* start Provided material *

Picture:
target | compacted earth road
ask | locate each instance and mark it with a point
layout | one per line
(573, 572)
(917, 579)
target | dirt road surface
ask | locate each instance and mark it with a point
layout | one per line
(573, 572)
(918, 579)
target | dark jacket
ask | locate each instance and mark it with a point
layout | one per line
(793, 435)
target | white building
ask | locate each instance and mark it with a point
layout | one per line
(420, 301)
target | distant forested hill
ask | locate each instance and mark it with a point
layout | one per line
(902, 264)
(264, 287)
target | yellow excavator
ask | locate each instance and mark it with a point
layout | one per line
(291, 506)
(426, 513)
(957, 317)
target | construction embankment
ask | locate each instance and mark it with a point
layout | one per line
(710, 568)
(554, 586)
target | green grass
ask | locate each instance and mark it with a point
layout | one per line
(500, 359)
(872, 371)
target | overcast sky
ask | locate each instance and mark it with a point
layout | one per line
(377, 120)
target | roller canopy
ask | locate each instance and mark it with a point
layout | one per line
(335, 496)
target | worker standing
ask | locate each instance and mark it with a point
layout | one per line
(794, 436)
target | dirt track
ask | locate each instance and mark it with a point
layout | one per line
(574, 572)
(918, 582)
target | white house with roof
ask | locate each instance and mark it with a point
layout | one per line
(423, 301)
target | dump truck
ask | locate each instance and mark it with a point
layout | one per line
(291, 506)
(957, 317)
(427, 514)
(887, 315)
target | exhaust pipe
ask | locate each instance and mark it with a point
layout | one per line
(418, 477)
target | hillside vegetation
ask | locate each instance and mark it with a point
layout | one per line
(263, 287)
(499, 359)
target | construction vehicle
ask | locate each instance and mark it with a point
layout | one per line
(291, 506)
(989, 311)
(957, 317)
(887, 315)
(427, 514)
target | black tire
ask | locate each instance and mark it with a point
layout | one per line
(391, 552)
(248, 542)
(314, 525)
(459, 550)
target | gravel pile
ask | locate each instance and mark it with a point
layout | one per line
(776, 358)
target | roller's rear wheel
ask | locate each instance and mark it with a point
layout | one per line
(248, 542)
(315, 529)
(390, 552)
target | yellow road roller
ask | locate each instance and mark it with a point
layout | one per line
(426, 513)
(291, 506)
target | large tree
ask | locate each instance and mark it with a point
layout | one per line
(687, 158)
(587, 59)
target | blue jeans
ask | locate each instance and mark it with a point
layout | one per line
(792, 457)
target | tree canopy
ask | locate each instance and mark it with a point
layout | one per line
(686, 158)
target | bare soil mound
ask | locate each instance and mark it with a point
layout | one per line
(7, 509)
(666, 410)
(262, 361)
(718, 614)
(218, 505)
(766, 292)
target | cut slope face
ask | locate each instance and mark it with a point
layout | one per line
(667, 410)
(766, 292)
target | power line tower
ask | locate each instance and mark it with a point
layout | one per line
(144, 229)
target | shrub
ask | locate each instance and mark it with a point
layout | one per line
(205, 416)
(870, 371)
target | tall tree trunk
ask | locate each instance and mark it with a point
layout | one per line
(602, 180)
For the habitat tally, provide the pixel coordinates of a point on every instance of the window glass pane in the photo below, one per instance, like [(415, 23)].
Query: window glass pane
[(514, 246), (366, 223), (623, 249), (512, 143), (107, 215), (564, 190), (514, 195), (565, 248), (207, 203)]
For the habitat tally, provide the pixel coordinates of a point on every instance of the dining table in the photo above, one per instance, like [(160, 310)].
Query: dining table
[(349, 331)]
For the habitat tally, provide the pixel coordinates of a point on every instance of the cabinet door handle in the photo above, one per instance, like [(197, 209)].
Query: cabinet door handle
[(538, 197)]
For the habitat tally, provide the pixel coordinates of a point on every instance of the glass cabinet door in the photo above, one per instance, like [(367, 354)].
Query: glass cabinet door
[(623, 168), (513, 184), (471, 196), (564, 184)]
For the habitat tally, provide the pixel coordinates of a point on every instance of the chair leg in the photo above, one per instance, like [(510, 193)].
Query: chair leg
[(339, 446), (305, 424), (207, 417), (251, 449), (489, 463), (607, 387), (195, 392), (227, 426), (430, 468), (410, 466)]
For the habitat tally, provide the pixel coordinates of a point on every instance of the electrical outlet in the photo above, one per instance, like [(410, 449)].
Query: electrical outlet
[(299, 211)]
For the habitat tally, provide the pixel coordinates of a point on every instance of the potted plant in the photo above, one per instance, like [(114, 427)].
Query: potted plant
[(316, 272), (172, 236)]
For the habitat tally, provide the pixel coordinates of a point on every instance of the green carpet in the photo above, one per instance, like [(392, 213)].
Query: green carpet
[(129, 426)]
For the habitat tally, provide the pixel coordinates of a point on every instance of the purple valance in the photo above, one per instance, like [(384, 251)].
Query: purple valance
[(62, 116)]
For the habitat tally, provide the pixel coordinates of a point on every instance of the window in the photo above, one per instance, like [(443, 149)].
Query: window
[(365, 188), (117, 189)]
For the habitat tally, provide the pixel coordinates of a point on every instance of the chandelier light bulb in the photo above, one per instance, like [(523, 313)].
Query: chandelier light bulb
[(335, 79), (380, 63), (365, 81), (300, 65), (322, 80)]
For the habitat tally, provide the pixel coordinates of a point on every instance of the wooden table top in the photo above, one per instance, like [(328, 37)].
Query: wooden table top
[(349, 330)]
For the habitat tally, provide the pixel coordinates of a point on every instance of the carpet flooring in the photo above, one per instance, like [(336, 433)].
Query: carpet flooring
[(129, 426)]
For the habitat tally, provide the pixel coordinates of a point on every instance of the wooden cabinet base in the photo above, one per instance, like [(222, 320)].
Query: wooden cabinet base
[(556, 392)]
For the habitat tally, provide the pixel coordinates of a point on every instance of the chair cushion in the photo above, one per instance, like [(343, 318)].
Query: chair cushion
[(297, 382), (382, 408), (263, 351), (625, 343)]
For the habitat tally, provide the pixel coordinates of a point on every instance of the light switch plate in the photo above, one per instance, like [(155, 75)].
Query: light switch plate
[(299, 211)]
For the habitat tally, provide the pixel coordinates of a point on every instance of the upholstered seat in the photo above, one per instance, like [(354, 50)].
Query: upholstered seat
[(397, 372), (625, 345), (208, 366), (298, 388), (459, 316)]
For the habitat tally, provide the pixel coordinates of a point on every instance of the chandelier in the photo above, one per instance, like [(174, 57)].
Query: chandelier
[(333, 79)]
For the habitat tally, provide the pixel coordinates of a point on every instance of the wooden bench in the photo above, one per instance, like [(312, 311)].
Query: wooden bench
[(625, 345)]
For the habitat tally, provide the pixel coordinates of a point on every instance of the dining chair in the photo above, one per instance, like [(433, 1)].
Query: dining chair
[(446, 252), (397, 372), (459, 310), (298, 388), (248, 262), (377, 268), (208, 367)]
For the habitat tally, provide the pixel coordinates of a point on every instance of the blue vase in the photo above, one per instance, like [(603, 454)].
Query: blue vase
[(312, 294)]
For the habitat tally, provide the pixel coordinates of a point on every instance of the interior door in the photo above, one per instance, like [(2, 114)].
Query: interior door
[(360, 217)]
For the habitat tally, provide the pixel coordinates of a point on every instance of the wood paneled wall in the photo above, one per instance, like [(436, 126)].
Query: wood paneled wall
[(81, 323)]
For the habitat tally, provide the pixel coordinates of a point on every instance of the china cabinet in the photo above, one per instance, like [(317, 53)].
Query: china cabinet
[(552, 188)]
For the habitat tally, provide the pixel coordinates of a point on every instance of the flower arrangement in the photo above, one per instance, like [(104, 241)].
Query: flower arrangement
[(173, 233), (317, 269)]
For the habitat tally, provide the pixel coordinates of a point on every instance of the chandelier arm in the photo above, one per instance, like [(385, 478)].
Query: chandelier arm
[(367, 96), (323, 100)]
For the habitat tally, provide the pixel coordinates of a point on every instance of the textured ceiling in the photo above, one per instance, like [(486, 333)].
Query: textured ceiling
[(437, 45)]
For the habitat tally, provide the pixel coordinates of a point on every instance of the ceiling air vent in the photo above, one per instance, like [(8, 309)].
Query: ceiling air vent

* end Provided material *

▶ _Set problem_
Extract the closing run of lines, starting with the one containing "like [(317, 53)]." and ending at the last, exactly as written.

▶ _Answer for this exercise_
For the habitat tally, provide the pixel coordinates of a point on every instance of the china cabinet in the photo above, one per instance, like [(317, 53)].
Query: china cabinet
[(552, 188)]
For the habitat tally, provide the pixel coordinates of a point on every instance of the flower arrangement in the photo above, one per instance, like [(104, 241)].
Query: flower arrangement
[(173, 233), (317, 269)]
For the habitat tally, provide the pixel coordinates of a point on every instance of the chandelier arm in the photo above, one per instance, like [(385, 478)].
Query: chandelier arm
[(367, 96), (323, 100)]
For the habitat tally, provide the pixel coordinates of a point on every instance of the textured ceiling in the photo above, one per instance, like [(486, 333)].
Query: textured ceiling
[(437, 45)]
For the habitat tally, provide the pixel coordinates of a point on every instance of the ceiling air vent in the photo above, one per instance, like [(8, 309)].
Query: ceiling air vent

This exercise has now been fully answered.